>>

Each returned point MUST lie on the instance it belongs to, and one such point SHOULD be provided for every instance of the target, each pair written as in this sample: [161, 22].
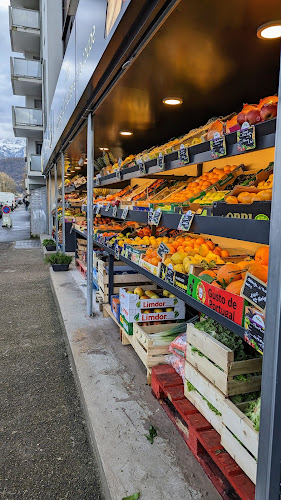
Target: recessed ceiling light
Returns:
[269, 30]
[172, 101]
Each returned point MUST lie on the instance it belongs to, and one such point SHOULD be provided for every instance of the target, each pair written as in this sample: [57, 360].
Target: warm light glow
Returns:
[270, 30]
[172, 101]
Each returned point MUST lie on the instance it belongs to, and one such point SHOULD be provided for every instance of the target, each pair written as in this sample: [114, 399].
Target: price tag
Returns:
[185, 221]
[246, 137]
[160, 162]
[156, 217]
[254, 290]
[142, 167]
[218, 146]
[150, 216]
[163, 249]
[183, 155]
[125, 213]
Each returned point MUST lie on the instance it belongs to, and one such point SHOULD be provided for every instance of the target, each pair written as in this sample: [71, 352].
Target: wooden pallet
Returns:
[81, 267]
[204, 442]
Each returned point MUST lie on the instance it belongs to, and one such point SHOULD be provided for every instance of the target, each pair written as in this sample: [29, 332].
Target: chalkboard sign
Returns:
[160, 162]
[254, 290]
[246, 137]
[185, 221]
[183, 155]
[142, 167]
[125, 213]
[163, 249]
[217, 145]
[150, 215]
[156, 217]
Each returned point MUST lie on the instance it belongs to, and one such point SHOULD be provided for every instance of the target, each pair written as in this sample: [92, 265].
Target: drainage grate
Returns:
[28, 244]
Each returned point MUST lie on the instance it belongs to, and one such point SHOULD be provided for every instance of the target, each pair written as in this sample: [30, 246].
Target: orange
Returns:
[262, 256]
[259, 271]
[229, 272]
[235, 287]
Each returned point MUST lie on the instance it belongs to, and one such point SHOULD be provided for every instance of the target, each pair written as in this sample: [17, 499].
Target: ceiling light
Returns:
[269, 30]
[172, 101]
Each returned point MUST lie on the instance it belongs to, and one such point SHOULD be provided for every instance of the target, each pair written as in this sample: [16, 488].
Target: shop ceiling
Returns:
[207, 54]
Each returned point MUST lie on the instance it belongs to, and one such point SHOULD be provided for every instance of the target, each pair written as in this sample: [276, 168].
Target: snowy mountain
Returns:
[12, 149]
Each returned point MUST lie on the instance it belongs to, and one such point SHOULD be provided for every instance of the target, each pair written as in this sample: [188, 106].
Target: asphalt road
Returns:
[45, 452]
[21, 226]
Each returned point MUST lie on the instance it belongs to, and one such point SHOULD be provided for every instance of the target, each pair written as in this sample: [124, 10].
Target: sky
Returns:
[7, 99]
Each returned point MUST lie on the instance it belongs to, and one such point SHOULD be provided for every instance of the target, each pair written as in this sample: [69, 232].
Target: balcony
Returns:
[35, 165]
[24, 30]
[26, 76]
[28, 122]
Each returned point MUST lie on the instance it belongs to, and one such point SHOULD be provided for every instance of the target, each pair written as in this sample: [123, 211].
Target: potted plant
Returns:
[59, 261]
[50, 245]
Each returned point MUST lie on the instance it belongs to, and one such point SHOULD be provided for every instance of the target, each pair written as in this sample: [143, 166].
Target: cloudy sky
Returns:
[7, 99]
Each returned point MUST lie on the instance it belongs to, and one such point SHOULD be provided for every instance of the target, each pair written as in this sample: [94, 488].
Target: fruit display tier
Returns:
[255, 231]
[239, 330]
[199, 153]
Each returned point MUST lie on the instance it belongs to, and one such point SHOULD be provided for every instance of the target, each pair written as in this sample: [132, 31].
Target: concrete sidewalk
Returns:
[120, 408]
[45, 452]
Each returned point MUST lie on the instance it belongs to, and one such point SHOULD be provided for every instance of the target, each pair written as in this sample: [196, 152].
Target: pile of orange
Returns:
[201, 184]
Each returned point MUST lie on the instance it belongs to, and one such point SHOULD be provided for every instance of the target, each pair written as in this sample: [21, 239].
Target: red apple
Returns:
[253, 116]
[268, 111]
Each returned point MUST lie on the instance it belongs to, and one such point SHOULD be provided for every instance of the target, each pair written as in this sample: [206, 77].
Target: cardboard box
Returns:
[227, 304]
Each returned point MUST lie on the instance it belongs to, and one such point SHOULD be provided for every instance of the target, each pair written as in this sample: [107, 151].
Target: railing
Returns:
[25, 18]
[26, 68]
[27, 117]
[35, 163]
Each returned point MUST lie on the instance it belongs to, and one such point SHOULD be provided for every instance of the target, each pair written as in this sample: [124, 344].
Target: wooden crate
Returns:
[205, 395]
[215, 353]
[244, 451]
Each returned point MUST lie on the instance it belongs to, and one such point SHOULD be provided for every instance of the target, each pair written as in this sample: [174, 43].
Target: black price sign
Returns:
[218, 146]
[246, 137]
[183, 155]
[125, 213]
[150, 215]
[160, 162]
[162, 250]
[142, 167]
[185, 221]
[156, 217]
[254, 290]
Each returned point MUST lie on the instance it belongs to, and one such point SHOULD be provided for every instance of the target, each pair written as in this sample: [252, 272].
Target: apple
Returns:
[253, 116]
[268, 111]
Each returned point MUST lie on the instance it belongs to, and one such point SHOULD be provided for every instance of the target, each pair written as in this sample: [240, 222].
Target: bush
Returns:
[47, 242]
[58, 258]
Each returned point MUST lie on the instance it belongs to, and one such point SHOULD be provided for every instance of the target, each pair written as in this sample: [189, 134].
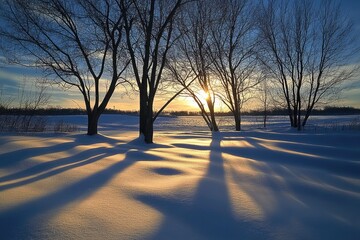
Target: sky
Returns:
[11, 77]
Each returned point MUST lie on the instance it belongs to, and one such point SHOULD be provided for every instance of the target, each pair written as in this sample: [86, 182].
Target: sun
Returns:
[202, 96]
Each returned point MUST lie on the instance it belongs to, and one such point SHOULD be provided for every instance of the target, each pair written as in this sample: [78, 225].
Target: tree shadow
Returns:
[209, 215]
[22, 220]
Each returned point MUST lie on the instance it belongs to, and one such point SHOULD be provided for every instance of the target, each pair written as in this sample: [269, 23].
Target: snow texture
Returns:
[255, 184]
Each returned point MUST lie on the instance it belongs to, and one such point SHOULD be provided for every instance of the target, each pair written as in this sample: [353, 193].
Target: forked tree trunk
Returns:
[214, 126]
[93, 119]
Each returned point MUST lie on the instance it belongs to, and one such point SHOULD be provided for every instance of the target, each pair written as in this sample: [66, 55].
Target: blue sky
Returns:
[11, 77]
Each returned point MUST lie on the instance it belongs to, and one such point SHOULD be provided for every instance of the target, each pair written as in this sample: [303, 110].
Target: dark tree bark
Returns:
[79, 43]
[149, 36]
[307, 47]
[231, 48]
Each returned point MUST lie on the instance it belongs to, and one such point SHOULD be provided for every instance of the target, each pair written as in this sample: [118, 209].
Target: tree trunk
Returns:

<<

All of the entries above need to be transcribed exactly, except for the pictures.

Each returned point MUST lie on the instance it belongs to, and one such point SHOULD be provided for every instance of the target, each pair written as in this sample: [161, 22].
Target: recessed ceiling light
Returns:
[269, 30]
[172, 101]
Each returned point MUST lie on the instance it belongs to, and one such point SHOULD be provided for every instance of the target, each pair written as in this sample: [57, 360].
Target: warm light glow
Returns:
[270, 30]
[172, 101]
Each returned point MUST lie on the instance it belongs to, and one such point SHOULD be provided for every instance of the target, each pair written as in this sample: [114, 399].
Target: price tag
Returns:
[185, 221]
[246, 137]
[160, 162]
[156, 217]
[254, 290]
[142, 167]
[218, 146]
[150, 216]
[163, 249]
[183, 155]
[125, 213]
Each returned point MUST lie on the instance it belongs to, and one such point SHOULD be provided for every instance of the target, each pair written as in this sample: [71, 352].
Target: wooden pallet
Returns:
[81, 267]
[204, 442]
Each returned point MUST lie on the instance it belongs to, and one such point SHOULD be provided for every instance of the target, each pair written as in this sample: [29, 332].
Target: chalkboard sign
Returns:
[160, 162]
[254, 290]
[246, 137]
[185, 221]
[183, 155]
[142, 167]
[125, 213]
[163, 249]
[217, 145]
[150, 215]
[156, 217]
Each returned point MUST lie on the instance it belongs to, and one such point SHOULD be provided for every instance of the target, each pair written as in this sample: [92, 265].
Target: drainage grate
Returns:
[28, 244]
Each returned point MUST lie on the instance it belongs to, and one such point SHOULD be provided for every instance of the target, each pair written as in this sample: [30, 246].
Target: orange
Returns:
[262, 256]
[259, 271]
[229, 272]
[235, 287]
Each returned point MUST lie on the instance it belongs to, and one such point SHOULD be provided for every instance of the target, each pair written as in this sample: [17, 499].
Target: ceiling light
Returns:
[269, 30]
[172, 101]
Each returned point MUST lie on the instance it belongs to, and one such point SHOULD be provided for every instance of the target, each pair written as in this sample: [16, 488].
Target: shop ceiling
Returns:
[207, 54]
Each returned point MUST lie on the instance it belongs to, and one such point SHOULD be provided for every instance of the target, each pair written as in this sample: [276, 168].
Target: snowy mountain
Returns:
[12, 149]
Each returned point MUST lie on the instance it belongs to, and one such point SHOULD be provided for every instance of the target, each pair written as in this sample: [188, 106].
Target: asphalt road
Returns:
[45, 452]
[21, 226]
Each returned point MUST lie on the instance it belongs to, and one such point SHOULD be provided for every instance of the target, each pair written as in this sample: [124, 10].
Target: sky
Returns:
[7, 99]
Each returned point MUST lie on the instance it belongs to, and one such point SHOULD be provided for every instance of the target, each pair written as in this sample: [69, 232].
Target: balcony
Returns:
[35, 165]
[24, 30]
[26, 76]
[28, 122]
Each returned point MUST lie on the instance it belongs to, and one such point SHOULD be provided for every instance of the target, each pair written as in this sample: [123, 211].
Target: potted plant
Returns:
[59, 261]
[50, 245]
Each returned point MUST lie on the instance it belongs to, and one such point SHOULD be provided for every instance of the target, each pair written as in this sample: [143, 166].
Target: cloudy sky
Returns:
[7, 99]
Each returned point MUST lie on the instance it belongs to, and one such point SHOULD be provided for every instance of the target, each pair written as in this sample: [94, 488].
Target: fruit display tier
Returns:
[255, 231]
[239, 330]
[199, 153]
Each returned point MUST lie on the instance it belongs to, and one such point SHOULD be provided for every instance of the target, each pair written as in this sample: [132, 31].
Target: concrete sidewalk
Returns:
[120, 408]
[45, 452]
Each returned point MUST lie on the instance it belongs to, and one such point SHOULD be provided for every instance of the target, each pair written as in this sample: [196, 152].
Target: pile of orange
Returns:
[201, 184]
Each returned point MUST lie on the instance it belongs to, and one such point SHOULD be provided for every instance of the target, each pair written as in this sample: [21, 239].
Target: red apple
Returns:
[253, 116]
[268, 111]
Each returned point MUST lie on the instance it belongs to, and one such point SHOULD be provided for every instance of the target, each pair written as in this sample: [206, 77].
Target: cardboard box
Returns:
[227, 304]
Each returned point MUST lie on the instance it belongs to, and one such point SHOULD be provided for every instance of the target, each pair written as in this sample: [107, 151].
Target: railing
Returns:
[25, 18]
[26, 68]
[27, 117]
[35, 163]
Each returned point MUST lie on the instance it belongs to, and one such point SHOULD be provided for every instance of the target, each pair written as in this sample: [124, 344].
Target: wooden crate
Returns:
[205, 395]
[215, 353]
[244, 451]
Each returned point MUST lie on the instance it belongs to, and one such point SHOULD be provided for every instance of the target, each pair written as in this sample: [174, 43].
Target: black price sign
Returns:
[218, 146]
[246, 137]
[183, 155]
[125, 213]
[150, 215]
[160, 162]
[162, 250]
[142, 167]
[185, 221]
[156, 217]
[254, 290]
Each returned point MUST lie on the instance it belongs to, and one such point SHOULD be provided for every instance of the target, each pair written as in this sample: [252, 272].
Target: apple
Returns:
[253, 116]
[268, 111]
Each returned point MUST lie on the instance it belongs to, and one such point SHOULD be provided for every instance of the target, each pair written as in this sample: [240, 222].
Target: bush
Returns:
[47, 242]
[58, 258]
Each returned point MUST lie on the instance it belongs to, and one such point SHOULD be provided for every instance of the target, each pair written as in this sample: [189, 134].
Target: sky
Returns:
[11, 77]
Each returned point MUST lie on the instance it belongs to, and one such point SHOULD be provided for every instance of the target, each pair written as in this sample: [86, 182].
Target: sun
Returns:
[202, 96]
Each returned point MUST lie on the instance it belongs to, and one such point SHOULD be provided for every instance of the target, each pair written as in this sample: [78, 225].
Target: tree shadow
Returns:
[209, 215]
[22, 220]
Each returned point MUST lie on the instance it belongs to, and one such point SHOULD be provided for every instance of the target, each pair written as in this sample: [269, 23].
Target: snow texture
Returns:
[255, 184]
Each returned point MUST lie on the instance it belongs to, and one such point SHOULD be provided for every instance of the target, each pair written as in this sample: [353, 193].
Target: forked tree trunk
Returns:
[214, 126]
[93, 119]
Each returned point MUST lie on the instance it belongs to, and one such point SHOULD be provided for every instance of the target, each pair written as in this sample: [66, 55].
Target: blue sky
Returns:
[11, 77]
Each returned point MUST lie on the instance it belongs to, and one such point SHOULD be provided for every instance of the target, each pair written as in this sample: [303, 110].
Target: dark tree bark
Returns:
[79, 43]
[149, 36]
[307, 47]
[231, 48]
Each returned point MUST lie on the instance it belongs to, and one such point SHOULD be provided for every instance of the target, each pair written as in this sample: [118, 209].
Target: tree trunk
Returns:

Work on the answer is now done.